Collected data entries:
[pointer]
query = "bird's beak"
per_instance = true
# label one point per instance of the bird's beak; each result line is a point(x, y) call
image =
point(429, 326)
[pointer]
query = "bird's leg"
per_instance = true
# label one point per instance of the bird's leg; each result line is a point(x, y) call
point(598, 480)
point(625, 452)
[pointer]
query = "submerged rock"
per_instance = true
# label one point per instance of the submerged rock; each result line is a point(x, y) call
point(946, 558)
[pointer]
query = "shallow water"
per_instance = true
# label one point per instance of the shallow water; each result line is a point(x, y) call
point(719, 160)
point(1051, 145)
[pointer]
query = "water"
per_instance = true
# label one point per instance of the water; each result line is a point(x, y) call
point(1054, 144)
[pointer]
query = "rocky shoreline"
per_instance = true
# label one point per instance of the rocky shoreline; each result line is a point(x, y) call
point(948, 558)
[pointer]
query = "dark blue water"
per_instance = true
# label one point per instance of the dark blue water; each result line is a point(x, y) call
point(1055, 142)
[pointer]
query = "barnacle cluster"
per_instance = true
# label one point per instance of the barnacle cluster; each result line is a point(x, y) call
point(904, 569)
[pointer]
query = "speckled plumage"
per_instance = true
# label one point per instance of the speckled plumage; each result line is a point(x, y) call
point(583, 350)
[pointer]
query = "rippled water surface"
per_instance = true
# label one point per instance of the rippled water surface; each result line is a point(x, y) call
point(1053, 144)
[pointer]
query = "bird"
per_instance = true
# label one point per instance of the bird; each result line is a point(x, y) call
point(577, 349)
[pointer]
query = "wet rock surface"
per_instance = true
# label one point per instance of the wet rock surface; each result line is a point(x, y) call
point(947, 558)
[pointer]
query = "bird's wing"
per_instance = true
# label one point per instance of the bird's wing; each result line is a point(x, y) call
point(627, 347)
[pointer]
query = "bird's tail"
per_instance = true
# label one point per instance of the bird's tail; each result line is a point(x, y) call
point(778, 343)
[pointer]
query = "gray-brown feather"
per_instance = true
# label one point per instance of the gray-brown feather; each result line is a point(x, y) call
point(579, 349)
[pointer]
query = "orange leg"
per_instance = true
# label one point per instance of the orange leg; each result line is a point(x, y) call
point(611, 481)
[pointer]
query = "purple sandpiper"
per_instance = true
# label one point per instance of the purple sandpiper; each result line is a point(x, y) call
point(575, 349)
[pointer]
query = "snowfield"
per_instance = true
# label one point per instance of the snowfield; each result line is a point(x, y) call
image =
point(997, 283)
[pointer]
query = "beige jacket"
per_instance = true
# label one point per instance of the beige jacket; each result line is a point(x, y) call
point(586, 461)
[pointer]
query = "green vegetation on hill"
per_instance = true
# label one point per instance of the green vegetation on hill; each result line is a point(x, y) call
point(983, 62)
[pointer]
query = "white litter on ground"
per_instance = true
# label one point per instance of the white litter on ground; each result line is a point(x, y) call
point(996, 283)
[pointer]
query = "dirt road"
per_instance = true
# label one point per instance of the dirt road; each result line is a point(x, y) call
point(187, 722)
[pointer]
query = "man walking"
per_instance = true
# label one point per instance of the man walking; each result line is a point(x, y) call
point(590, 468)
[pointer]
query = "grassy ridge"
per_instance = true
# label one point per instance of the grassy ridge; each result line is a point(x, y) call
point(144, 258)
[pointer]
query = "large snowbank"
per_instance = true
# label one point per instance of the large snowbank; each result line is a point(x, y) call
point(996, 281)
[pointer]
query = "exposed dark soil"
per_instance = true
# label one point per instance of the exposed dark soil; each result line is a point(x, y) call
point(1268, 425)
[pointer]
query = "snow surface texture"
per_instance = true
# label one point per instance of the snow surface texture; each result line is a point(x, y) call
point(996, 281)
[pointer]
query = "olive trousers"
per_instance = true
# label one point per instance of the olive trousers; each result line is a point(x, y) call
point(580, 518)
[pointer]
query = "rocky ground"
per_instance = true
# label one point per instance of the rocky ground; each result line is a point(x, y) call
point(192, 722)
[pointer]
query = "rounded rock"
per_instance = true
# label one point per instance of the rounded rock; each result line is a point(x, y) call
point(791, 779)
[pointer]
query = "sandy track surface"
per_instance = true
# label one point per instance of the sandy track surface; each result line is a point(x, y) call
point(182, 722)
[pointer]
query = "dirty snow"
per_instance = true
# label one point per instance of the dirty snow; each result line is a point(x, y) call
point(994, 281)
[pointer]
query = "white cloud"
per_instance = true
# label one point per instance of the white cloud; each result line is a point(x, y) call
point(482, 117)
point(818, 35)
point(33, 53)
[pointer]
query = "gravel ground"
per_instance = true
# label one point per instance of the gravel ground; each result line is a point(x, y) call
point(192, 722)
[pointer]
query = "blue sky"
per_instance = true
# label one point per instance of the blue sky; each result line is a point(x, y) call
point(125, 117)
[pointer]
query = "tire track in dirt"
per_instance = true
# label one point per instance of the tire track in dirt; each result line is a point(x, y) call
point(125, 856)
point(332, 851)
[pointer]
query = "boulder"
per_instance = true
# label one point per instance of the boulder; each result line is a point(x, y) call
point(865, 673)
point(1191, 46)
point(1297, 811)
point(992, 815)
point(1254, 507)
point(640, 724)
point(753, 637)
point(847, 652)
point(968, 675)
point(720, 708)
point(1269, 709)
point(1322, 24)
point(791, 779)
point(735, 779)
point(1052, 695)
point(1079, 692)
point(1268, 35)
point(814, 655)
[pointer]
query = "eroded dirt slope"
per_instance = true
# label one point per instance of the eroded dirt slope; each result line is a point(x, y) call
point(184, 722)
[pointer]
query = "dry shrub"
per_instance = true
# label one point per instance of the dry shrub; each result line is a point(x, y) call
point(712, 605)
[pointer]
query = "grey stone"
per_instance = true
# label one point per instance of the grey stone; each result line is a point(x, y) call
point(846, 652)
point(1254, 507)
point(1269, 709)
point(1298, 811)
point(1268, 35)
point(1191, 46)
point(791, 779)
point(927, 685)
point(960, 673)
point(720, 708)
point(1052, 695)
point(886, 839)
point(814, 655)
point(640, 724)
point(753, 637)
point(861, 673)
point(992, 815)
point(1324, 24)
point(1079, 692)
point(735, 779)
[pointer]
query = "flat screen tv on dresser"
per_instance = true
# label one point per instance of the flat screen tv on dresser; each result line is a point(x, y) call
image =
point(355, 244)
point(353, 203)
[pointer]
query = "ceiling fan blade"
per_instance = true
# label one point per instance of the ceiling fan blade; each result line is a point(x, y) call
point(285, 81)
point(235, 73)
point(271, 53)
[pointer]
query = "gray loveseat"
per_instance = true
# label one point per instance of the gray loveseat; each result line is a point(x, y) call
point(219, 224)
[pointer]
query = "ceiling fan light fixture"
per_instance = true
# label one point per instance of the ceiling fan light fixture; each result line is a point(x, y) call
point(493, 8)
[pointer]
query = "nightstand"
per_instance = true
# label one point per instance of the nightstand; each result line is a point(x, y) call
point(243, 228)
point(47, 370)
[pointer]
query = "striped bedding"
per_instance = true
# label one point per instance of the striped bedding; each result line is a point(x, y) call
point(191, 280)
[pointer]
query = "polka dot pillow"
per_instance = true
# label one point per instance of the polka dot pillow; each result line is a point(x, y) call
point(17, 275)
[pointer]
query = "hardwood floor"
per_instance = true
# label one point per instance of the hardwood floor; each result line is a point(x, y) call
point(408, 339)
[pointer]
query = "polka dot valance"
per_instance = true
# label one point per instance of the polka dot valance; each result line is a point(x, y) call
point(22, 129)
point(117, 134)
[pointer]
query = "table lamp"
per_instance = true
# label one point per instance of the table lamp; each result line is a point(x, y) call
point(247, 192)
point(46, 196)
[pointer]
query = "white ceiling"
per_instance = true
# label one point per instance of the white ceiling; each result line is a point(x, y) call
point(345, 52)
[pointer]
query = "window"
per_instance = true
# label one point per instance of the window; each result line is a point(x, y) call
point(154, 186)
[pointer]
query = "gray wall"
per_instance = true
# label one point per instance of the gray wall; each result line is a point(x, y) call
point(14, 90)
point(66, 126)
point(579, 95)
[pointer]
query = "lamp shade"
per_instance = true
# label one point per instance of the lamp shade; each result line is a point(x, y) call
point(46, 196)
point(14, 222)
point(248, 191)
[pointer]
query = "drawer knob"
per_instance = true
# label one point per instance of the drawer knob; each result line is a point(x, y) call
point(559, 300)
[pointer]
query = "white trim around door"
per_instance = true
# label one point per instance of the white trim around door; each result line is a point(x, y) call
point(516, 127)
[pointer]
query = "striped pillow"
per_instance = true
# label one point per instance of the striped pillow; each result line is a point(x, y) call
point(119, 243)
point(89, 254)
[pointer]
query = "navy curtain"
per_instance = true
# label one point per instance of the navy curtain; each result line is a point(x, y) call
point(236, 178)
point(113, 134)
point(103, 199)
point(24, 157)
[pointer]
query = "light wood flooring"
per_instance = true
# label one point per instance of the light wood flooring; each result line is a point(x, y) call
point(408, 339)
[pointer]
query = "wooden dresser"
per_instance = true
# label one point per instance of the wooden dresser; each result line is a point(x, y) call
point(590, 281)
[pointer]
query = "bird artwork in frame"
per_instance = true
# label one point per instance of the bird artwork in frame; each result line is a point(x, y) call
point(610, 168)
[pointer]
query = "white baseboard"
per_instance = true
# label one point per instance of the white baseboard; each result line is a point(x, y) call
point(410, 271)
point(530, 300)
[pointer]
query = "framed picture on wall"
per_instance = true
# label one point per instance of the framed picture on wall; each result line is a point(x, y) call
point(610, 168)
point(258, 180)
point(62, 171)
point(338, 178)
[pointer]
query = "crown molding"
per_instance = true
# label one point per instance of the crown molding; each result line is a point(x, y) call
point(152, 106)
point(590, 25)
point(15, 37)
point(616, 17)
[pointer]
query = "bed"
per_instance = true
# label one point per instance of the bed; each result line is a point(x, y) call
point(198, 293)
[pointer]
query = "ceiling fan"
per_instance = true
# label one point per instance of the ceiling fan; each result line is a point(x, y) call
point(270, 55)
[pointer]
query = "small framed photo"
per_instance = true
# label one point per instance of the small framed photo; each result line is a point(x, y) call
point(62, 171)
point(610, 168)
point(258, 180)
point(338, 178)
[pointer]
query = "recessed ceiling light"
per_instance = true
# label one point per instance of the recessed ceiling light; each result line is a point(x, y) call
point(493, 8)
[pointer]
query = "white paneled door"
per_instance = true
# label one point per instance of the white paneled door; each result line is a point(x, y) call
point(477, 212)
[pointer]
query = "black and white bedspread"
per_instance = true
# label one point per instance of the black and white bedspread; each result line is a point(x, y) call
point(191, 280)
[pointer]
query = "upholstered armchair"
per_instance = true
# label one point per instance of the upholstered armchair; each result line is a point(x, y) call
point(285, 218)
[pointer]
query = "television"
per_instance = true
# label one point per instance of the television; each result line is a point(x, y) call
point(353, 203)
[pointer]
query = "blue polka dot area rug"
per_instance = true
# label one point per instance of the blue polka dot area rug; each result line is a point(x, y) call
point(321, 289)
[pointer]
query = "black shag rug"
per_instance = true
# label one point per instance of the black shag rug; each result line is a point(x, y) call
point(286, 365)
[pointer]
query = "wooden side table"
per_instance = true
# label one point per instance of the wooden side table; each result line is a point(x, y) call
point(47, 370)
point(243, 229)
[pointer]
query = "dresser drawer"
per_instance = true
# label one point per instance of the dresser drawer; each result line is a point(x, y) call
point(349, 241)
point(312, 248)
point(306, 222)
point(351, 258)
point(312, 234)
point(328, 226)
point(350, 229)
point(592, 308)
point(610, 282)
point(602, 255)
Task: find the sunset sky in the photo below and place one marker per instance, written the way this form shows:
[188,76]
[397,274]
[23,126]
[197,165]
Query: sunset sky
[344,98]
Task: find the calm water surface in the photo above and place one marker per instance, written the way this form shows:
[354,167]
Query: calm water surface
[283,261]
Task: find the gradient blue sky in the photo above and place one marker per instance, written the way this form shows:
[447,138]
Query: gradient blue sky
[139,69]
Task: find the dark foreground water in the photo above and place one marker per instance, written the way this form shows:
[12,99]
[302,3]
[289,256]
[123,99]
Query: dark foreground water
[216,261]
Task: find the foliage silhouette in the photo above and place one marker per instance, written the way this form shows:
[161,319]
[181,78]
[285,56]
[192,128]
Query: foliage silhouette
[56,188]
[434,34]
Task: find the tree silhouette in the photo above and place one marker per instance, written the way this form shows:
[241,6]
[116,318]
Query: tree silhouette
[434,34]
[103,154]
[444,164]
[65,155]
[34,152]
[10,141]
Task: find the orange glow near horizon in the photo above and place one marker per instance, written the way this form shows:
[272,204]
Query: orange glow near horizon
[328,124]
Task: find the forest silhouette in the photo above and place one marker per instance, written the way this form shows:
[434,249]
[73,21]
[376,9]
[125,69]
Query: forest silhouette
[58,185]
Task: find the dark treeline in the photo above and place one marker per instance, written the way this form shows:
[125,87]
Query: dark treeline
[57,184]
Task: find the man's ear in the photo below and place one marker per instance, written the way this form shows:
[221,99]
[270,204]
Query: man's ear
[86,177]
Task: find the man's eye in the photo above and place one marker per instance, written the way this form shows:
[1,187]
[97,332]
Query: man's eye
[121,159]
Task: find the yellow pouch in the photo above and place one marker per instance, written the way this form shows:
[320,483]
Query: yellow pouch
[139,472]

# WORK ITEM:
Copy out each line of the data that has the word "snowfield" in it.

# THE ANSWER:
query = "snowfield"
# label one point per instance of the snowfield; each result line is a point(x, y) call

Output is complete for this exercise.